DATA -
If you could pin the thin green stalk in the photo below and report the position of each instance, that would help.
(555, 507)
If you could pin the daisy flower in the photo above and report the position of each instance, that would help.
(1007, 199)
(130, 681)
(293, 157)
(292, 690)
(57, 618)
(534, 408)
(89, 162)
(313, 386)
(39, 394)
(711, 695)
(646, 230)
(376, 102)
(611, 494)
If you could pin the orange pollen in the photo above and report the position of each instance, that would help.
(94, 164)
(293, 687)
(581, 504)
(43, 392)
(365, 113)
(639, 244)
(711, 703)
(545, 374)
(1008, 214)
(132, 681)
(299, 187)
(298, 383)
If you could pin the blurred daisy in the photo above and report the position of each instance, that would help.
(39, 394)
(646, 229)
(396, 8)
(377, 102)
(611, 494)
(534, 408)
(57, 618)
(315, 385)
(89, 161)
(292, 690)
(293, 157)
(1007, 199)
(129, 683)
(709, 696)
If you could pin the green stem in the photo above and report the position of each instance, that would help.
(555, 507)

==

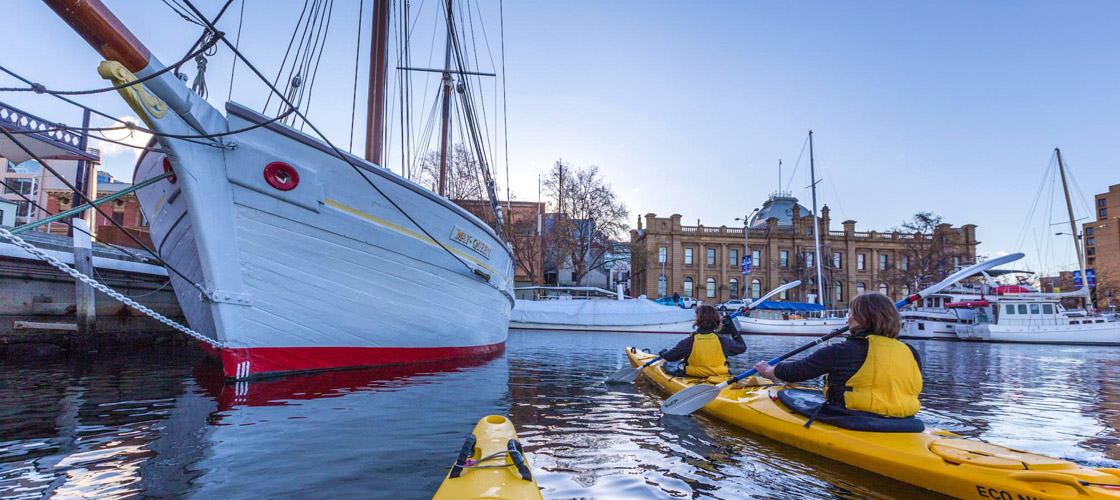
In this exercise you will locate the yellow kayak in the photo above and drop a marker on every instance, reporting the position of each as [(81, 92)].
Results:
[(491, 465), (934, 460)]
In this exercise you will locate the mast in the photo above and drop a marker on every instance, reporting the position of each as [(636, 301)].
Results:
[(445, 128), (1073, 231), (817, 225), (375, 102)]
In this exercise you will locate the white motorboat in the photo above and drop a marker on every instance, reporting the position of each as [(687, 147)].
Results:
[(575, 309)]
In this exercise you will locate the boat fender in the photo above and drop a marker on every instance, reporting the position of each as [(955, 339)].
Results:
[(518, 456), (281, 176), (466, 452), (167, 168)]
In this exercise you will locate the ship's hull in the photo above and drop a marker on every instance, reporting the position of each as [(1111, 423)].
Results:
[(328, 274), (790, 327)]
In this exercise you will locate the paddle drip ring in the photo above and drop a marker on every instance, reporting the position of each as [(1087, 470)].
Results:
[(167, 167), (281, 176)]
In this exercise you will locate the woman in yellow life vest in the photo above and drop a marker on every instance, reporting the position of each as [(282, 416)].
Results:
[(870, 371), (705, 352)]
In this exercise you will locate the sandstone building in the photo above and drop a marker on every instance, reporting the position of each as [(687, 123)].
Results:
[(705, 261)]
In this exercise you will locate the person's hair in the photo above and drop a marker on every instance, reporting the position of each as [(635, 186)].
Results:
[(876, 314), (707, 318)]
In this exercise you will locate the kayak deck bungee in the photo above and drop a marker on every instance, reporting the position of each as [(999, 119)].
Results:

...

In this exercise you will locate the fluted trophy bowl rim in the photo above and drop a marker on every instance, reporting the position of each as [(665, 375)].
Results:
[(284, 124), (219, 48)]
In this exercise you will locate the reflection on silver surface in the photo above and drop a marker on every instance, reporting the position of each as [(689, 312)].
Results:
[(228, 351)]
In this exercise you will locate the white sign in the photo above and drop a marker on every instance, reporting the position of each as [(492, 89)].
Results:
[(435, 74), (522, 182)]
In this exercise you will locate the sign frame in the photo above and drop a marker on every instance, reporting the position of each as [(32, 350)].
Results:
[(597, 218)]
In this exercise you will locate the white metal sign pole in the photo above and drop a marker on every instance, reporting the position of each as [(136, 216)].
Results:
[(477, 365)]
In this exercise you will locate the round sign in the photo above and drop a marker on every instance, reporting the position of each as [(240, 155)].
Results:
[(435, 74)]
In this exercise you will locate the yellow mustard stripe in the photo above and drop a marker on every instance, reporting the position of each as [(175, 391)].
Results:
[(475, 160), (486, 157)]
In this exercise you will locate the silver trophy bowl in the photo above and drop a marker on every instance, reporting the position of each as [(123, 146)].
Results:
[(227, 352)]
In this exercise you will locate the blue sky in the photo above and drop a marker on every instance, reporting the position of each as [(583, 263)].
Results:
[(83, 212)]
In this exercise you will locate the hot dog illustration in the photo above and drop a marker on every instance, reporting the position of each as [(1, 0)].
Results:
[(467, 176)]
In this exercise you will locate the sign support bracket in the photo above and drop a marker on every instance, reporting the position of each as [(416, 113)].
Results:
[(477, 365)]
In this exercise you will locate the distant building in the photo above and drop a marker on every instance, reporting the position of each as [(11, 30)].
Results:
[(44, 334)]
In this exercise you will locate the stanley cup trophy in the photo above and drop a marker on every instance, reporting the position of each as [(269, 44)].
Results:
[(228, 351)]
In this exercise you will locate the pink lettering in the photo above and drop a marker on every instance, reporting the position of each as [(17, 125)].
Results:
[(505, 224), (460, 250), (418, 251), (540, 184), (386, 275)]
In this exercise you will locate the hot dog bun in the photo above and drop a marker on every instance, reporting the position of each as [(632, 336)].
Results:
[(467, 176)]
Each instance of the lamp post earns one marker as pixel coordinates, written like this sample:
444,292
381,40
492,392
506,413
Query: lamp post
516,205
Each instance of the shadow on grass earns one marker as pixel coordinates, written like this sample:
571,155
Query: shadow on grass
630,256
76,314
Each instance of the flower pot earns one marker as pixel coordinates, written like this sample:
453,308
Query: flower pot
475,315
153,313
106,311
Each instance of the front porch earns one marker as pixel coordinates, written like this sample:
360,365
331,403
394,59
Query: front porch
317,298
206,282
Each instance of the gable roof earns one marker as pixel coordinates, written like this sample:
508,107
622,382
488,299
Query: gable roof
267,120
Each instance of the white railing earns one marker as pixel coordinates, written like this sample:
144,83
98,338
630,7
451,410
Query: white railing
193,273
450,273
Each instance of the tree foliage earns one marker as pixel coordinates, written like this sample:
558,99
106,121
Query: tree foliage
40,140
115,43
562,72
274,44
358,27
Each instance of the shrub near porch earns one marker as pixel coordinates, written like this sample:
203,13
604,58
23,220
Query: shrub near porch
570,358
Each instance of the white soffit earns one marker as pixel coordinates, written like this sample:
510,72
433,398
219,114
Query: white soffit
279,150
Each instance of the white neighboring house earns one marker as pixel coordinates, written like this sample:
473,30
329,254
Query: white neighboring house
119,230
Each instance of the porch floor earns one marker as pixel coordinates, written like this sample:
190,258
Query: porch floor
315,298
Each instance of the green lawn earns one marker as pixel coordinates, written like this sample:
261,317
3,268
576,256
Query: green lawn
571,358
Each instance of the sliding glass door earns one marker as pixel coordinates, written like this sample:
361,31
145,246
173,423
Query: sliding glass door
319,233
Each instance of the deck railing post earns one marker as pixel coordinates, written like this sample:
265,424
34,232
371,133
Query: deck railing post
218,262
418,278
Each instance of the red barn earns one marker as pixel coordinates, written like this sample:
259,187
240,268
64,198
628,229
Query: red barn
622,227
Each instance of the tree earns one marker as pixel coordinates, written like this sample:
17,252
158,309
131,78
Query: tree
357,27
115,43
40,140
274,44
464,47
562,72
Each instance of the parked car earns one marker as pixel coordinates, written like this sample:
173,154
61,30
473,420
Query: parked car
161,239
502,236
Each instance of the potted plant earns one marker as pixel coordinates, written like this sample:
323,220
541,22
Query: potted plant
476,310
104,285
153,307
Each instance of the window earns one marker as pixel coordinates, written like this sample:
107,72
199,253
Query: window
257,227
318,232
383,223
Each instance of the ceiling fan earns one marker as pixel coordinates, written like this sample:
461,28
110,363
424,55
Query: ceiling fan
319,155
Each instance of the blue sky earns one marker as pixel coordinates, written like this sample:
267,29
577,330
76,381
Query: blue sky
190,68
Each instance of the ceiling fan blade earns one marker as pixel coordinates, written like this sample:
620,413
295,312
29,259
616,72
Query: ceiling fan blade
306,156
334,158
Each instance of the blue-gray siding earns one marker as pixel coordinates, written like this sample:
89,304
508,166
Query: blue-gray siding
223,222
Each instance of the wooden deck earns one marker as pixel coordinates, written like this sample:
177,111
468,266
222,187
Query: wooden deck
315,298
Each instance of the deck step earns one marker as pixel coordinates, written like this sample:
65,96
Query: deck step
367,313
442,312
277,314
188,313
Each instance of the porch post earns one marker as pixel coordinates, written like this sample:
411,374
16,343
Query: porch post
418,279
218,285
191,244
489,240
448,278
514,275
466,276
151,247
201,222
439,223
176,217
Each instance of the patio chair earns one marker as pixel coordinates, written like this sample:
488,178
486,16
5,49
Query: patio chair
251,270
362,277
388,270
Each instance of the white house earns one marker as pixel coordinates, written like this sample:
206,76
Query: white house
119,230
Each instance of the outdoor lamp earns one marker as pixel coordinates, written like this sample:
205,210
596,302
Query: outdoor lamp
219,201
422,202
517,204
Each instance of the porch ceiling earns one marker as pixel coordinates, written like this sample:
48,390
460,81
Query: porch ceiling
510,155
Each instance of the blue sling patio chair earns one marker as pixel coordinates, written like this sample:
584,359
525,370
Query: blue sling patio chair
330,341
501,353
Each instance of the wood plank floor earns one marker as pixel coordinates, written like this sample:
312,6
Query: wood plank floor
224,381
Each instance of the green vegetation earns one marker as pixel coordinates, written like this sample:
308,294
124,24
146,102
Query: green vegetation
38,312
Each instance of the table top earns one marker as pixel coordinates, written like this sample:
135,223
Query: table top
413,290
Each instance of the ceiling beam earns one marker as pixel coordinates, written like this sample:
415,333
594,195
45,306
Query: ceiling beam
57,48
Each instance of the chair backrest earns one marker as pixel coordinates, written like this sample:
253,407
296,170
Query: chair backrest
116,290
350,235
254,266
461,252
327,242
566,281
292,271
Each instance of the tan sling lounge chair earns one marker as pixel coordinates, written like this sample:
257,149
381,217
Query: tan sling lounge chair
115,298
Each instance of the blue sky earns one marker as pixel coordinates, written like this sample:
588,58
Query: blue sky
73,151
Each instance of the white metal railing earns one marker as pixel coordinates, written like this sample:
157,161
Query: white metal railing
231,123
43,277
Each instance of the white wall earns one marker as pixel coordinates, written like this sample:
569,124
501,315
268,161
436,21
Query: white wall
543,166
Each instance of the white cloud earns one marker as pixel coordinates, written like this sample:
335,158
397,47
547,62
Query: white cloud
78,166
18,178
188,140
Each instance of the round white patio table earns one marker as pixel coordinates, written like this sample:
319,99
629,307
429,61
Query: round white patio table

ASSIGNMENT -
How many lines above contain the word "round"? Reply with only the number.

WRITTEN SOLUTION -
3